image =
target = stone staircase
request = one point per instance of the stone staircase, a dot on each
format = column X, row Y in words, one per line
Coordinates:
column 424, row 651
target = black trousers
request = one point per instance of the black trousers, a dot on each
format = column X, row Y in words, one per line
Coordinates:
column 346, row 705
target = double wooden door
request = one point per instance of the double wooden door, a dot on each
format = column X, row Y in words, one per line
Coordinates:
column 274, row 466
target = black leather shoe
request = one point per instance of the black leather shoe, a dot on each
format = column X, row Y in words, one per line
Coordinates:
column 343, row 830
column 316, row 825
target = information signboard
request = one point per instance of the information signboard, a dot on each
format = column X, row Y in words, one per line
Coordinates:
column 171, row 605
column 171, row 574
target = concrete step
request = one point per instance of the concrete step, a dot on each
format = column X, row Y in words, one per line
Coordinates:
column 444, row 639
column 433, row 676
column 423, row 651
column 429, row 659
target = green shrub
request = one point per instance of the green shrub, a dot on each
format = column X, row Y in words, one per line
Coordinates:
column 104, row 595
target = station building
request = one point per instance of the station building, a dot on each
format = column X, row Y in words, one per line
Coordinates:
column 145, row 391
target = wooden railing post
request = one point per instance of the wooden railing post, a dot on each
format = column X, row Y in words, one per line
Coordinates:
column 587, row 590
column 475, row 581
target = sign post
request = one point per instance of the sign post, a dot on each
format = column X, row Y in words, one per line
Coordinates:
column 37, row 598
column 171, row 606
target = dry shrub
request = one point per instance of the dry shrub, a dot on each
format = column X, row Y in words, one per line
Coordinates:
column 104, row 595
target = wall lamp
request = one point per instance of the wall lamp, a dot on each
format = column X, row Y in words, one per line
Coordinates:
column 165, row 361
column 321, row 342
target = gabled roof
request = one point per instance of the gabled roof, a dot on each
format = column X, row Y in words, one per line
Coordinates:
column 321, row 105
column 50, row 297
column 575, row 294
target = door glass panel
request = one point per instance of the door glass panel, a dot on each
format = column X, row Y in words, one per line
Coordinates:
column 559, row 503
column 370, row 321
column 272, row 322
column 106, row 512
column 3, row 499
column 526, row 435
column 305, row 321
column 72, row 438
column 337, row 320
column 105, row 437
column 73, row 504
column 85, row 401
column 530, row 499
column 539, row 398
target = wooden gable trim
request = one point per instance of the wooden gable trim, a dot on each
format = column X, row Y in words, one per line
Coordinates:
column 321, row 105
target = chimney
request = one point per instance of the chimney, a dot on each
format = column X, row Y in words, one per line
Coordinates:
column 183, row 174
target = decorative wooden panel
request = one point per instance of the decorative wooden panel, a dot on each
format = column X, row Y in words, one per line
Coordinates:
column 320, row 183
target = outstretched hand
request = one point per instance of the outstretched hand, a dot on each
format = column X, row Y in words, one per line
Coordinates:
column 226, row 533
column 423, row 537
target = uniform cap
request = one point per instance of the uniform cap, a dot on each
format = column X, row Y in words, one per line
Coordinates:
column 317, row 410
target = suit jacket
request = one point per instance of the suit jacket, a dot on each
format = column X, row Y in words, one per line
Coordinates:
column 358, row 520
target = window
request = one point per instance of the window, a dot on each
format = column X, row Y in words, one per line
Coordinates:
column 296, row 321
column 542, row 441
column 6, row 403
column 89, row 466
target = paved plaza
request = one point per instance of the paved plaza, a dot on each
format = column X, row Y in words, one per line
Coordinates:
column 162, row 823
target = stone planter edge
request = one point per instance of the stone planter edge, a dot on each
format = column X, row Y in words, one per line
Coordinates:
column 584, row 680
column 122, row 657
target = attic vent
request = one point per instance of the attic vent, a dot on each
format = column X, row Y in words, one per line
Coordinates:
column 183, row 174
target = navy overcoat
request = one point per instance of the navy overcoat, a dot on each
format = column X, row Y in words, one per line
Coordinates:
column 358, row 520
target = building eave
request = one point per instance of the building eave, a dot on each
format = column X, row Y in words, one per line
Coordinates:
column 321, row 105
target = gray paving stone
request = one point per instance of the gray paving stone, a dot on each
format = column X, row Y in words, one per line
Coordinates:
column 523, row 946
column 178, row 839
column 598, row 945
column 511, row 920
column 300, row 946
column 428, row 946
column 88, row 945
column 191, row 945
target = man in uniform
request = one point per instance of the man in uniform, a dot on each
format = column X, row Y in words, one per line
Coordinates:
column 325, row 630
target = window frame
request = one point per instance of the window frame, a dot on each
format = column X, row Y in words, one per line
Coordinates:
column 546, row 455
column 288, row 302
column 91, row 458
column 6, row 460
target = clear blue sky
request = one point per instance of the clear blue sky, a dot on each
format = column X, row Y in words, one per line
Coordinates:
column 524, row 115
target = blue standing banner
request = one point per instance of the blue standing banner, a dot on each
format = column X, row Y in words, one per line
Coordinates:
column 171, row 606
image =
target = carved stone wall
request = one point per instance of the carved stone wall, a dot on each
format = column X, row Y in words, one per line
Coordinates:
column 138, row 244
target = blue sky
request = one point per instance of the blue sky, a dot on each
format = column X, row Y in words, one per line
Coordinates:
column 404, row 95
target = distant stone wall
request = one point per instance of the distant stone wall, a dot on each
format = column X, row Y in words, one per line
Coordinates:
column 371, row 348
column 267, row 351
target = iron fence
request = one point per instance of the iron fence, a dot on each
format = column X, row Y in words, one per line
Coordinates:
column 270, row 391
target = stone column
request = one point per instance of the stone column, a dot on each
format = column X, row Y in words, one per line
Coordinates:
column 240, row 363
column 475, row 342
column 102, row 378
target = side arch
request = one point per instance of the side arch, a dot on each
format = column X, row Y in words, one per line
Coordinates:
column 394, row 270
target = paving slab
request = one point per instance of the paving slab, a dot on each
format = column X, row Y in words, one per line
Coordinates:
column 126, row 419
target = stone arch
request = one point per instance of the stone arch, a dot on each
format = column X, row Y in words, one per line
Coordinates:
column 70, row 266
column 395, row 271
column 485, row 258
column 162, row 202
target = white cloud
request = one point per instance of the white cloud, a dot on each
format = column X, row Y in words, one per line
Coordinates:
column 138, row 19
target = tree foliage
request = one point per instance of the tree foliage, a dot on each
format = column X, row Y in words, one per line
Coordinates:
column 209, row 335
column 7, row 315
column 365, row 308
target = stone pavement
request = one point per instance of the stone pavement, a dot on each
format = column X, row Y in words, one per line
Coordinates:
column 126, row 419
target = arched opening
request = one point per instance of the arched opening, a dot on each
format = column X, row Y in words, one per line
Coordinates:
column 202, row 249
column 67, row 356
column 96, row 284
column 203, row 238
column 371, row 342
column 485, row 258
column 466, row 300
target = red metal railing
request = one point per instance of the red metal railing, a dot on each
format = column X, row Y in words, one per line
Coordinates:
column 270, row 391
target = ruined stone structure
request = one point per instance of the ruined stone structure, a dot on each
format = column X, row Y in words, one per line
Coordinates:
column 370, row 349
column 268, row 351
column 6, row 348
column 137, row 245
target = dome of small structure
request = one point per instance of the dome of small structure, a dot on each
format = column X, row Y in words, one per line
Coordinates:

▶ **YOUR OBJECTIVE**
Where the word "jacket" shows up in a line of the entries above, copy that line.

▶ **COMPLETED TASK**
target = suit jacket
request = one point per instance of the suit jacket, a dot on each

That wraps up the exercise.